▸ **DESCRIPTION OF THE TASK**: Rescale the data below by copying every line, with each coordinate in the outlines multiplied by 1.5 and rounded to a whole number, halves rounded up.

▸ **DATA RECORDS**:

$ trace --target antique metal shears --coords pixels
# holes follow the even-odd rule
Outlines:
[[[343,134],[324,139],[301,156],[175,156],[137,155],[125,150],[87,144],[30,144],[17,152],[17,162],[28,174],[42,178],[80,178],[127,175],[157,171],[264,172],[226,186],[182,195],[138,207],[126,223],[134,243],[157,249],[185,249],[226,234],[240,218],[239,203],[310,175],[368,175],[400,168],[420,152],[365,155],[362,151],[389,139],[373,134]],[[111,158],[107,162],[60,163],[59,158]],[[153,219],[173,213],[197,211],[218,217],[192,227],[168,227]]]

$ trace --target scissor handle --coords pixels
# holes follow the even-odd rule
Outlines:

▸ **EXERCISE RESPONSE**:
$ trace --target antique metal shears --coords pixels
# holes follow the even-odd rule
Outlines:
[[[515,201],[486,209],[452,234],[263,234],[206,233],[188,225],[131,216],[45,216],[26,228],[26,243],[42,261],[63,267],[120,267],[191,263],[236,257],[396,258],[339,279],[273,293],[207,311],[189,335],[201,365],[236,374],[278,374],[339,351],[360,327],[359,305],[465,263],[552,263],[600,252],[630,228],[548,233],[543,227],[584,209],[560,201]],[[167,237],[161,243],[90,245],[89,237]],[[230,329],[260,320],[296,317],[327,326],[288,341],[252,341]]]

$ trace --target scissor handle --coords pixels
# holes follow the even-odd rule
Outlines:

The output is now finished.